▶ Data items:
===============

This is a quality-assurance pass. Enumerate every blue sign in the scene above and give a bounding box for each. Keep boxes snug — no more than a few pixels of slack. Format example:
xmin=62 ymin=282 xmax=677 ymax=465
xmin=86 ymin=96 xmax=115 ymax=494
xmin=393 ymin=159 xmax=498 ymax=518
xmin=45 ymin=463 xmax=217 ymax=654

===============

▶ SET PROBLEM: Lay out every line of the material above as a numbered list, leaving out any blank lines.

▶ RESULT FOR THIS TASK:
1. This is a quality-assurance pass. Enumerate every blue sign in the scene above and give a bounding box for each. Keep boxes snug — no more than a few pixels of slack. Format example:
2. xmin=62 ymin=282 xmax=677 ymax=465
3. xmin=86 ymin=96 xmax=115 ymax=494
4. xmin=393 ymin=159 xmax=498 ymax=518
5. xmin=45 ymin=463 xmax=217 ymax=654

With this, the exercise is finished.